== REQUEST A ==
For each statement below, decide whether it agrees with the Jira discussion that follows, answering yes or no and quoting the deciding words from the Jira discussion. (i) Requests that need scheduling should move from JSM to a JWM project. (ii) Teams tracking work in a software/JWM project ask for about 20 additional fields. (iii) The original JSM request should stay open while the work continues in JWM.

== EXTRACT ==
I like the flexibility of JSM forms and different request types, which allow the teams to customize the intake process and info, without having to create additional custom fields.
However, most of the teams that provide services internally, also have projects/initiatives that they're working on which is not recommended to track within a JSM project.
Is it best practice for a team to have a JWM + JSM project? Do you have suggestions or any experience in dealing with this?
I've been used to having both a Jira project to track my work effort related to projects, and also work on our "service queue" whenever there are requests related to anything that falls under an Atlassian admin's responsibility or any related questions they would ask.
From talking with other teams, some think that it would be more difficult to manage their work since they are in two different places and that there could be a tendency that they would focus on one or the other. Visibility on work to be done is also not so easy.
In addition, other teams are big and have specialized team members specializing in particular topics. They usually work on projects, but could be pulled into attending to "service requests" when needed, so to assign them in a JSM project, a license is needed.
I understand that they could be requested as participants, but since they're also the primary person assigned to that request, it doesn't seem enough.
When the users are not constantly working on the queue, this seems like a steep price to pay per agent. It could be that there are possible 10-20 agents that could work on service-related requests, depending on the topic.
Some teams are currently tracking this in a software/JWM project, but they request ~10 additional fields so that the people requesting something would provide the info they need, and I can't justify creating that much of custom fields for them.
Any insights are highly appreciated!
Agree with Paul. 🙌
🔎 Like he said, as part of your work cadence, schedule time to review incoming requests. Whether this request collection and review happens in JSM - or some other solution - is the technical solution.
🗓️ Any request that needs to be scheduled (due to resource availability, or a dependency, change management requirements, or sheer scope of work) should graduate from JSM to a JWM project. This “graduation” can be handled by something like Jira Automation. I suggest closing the original JSM request and having the requestor follow along in your JWM issue.
Hope this gives you some inspiration!

== REQUEST B ==
Extract every line of the entries below that contains the string "trunk", treating case as significant.

== THE RECORDS ==

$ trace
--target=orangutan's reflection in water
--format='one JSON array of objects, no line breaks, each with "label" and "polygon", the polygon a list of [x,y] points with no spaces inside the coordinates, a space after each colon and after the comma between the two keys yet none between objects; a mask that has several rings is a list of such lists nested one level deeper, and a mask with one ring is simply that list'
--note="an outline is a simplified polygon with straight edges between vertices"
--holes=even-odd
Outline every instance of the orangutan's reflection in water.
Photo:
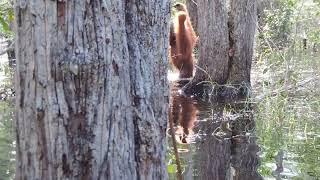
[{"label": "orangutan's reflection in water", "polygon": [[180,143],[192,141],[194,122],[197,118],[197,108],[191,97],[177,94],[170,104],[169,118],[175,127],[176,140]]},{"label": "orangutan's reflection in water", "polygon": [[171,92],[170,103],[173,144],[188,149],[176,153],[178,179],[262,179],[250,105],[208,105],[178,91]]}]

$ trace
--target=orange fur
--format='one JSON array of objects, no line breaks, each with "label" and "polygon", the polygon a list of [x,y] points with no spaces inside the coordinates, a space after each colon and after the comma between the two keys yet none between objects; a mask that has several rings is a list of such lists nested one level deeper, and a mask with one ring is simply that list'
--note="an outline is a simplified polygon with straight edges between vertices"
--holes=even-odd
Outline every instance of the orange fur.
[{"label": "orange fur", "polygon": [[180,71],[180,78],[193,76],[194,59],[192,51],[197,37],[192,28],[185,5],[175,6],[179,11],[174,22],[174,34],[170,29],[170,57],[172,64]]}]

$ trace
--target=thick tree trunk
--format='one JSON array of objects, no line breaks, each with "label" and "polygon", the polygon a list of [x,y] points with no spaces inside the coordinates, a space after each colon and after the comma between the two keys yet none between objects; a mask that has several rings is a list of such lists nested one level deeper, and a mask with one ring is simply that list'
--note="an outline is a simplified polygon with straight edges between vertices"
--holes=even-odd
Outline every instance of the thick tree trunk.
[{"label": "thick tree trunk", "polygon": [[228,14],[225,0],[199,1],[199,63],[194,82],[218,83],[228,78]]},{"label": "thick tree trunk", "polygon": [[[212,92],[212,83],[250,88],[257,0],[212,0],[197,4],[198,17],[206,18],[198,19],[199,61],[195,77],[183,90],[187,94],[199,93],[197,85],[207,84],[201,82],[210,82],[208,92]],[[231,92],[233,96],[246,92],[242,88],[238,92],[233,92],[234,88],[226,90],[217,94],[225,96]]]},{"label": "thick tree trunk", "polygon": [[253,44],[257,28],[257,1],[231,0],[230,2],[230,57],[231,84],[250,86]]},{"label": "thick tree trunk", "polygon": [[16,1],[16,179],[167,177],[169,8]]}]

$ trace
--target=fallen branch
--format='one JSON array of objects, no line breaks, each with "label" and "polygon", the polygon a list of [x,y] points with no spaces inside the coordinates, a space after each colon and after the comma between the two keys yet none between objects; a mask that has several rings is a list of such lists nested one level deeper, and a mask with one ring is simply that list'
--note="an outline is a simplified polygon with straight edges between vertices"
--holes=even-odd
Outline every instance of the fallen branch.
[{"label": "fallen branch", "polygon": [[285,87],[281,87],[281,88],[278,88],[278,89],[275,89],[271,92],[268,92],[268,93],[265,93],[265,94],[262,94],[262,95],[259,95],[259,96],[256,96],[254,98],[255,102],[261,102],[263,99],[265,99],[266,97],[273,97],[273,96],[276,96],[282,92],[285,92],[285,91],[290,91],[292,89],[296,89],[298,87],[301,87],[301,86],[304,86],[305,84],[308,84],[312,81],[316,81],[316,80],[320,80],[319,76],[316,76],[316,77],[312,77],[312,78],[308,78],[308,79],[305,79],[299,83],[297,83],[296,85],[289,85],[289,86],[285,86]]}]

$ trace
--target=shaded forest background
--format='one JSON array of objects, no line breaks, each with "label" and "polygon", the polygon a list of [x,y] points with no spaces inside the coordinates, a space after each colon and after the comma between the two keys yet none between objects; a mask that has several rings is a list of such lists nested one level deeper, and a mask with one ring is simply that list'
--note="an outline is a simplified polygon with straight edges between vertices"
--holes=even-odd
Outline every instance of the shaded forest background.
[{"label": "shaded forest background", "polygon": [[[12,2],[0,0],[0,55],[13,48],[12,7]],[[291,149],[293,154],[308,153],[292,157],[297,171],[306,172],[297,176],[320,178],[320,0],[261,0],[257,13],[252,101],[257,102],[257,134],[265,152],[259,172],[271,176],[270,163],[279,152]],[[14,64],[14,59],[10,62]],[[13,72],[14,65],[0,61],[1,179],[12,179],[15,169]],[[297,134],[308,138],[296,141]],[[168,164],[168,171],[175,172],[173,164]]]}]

== EXPECTED OUTPUT A ==
(i) Yes: "should graduate from JSM to a JWM project"
(ii) No: "they request ~10 additional fields"
(iii) No: "I suggest closing the original JSM request"

== EXPECTED OUTPUT B ==
--target=thick tree trunk
Outline every instance of the thick tree trunk.
[{"label": "thick tree trunk", "polygon": [[228,14],[225,0],[199,1],[199,63],[194,82],[218,83],[228,78]]},{"label": "thick tree trunk", "polygon": [[[212,92],[212,83],[250,88],[257,0],[212,0],[197,4],[198,17],[206,18],[198,19],[199,61],[195,77],[183,90],[187,94],[199,93],[197,85],[207,84],[201,82],[210,82],[208,92]],[[231,92],[233,96],[246,92],[242,88],[238,92],[233,92],[234,88],[226,90],[217,94],[225,96]]]},{"label": "thick tree trunk", "polygon": [[253,44],[257,28],[257,1],[231,0],[230,2],[230,57],[231,84],[250,86]]},{"label": "thick tree trunk", "polygon": [[16,1],[16,179],[167,177],[169,8]]}]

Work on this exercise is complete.